* [Collected data entries]

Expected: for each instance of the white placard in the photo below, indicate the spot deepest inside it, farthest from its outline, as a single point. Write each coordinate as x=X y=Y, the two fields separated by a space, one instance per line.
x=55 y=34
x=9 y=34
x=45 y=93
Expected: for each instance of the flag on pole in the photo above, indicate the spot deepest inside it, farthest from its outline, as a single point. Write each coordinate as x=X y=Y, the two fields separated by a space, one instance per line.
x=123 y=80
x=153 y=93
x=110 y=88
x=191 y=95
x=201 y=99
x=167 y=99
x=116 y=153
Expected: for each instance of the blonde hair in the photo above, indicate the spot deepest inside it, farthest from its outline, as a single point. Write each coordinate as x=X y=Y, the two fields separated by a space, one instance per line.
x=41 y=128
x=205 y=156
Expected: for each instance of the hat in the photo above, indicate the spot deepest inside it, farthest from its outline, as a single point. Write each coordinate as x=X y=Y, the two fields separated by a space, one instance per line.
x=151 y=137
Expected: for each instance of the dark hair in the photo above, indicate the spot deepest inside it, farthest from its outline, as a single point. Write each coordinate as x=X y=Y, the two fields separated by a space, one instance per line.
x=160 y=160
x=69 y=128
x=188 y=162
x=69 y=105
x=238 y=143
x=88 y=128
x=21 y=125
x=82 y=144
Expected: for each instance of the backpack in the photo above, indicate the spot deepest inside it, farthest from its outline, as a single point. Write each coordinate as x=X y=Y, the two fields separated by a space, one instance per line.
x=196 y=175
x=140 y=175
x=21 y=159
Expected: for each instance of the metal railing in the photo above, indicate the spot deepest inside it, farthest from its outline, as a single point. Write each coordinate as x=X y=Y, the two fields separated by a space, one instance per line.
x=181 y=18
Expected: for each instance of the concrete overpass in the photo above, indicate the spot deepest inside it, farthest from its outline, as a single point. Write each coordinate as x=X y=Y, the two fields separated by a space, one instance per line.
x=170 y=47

* [WHAT IS REQUIRED] Go through the entries above and write each one out exactly.

* [EXERCISE SOLUTION]
Expected: for each instance of the white placard in the photo below, indicate the spot deepest inside it, farthest from its outline, as a single point. Write each coordinate as x=X y=Y, the two fields separated by a space, one instance per line.
x=55 y=34
x=9 y=34
x=45 y=93
Expected: for each instance of the flag on pole in the photo above, indicate the spot deepest inside it, farthest from its outline, as a single point. Write each coordinate as x=X y=Y, the two fields separated by a space, one instance per line.
x=123 y=80
x=153 y=93
x=110 y=88
x=191 y=95
x=201 y=99
x=167 y=99
x=116 y=153
Expected: for each instance of the blonde hair in the photo above, indicate the spot deepest inside it, farthest from its outline, as a single point. Write each coordinate as x=X y=Y, the two fields separated by a space, one instance per line.
x=41 y=128
x=205 y=156
Expected: for each instance of the hat in the photo above, indicate the spot deepest inside it, farthest from its outline, as a single point. Write each coordinate as x=X y=Y, the two fields separated by a space, one instance per line.
x=151 y=137
Expected: for each instance of the dark hair in the photo above, indicate the spot deepest inside it, farthest from its outline, as a single point. Write each coordinate as x=X y=Y, the two fields separated by a space, one instance per line.
x=160 y=160
x=69 y=128
x=188 y=162
x=69 y=105
x=238 y=143
x=88 y=128
x=21 y=125
x=82 y=144
Expected: for each instance of the backpack in the photo above, indicate the spot deepest inside it, farthest from its outline, as a single point. Write each coordinate as x=X y=Y, the two fields separated by a space, one instance per line.
x=196 y=175
x=140 y=175
x=21 y=159
Expected: for each instance of the metal railing in the photo above, indicate the spot deepest inside it, farthest from its outline, as a single point. Write each coordinate as x=X y=Y, the two fields separated by a space, one instance per line.
x=181 y=18
Expected: for each instance of the concrete overpass in the photo above, indicate the spot deepest inside it, farthest from its outline, as a single point. Write each coordinate as x=X y=Y, the two fields separated by a space, one instance per line.
x=170 y=47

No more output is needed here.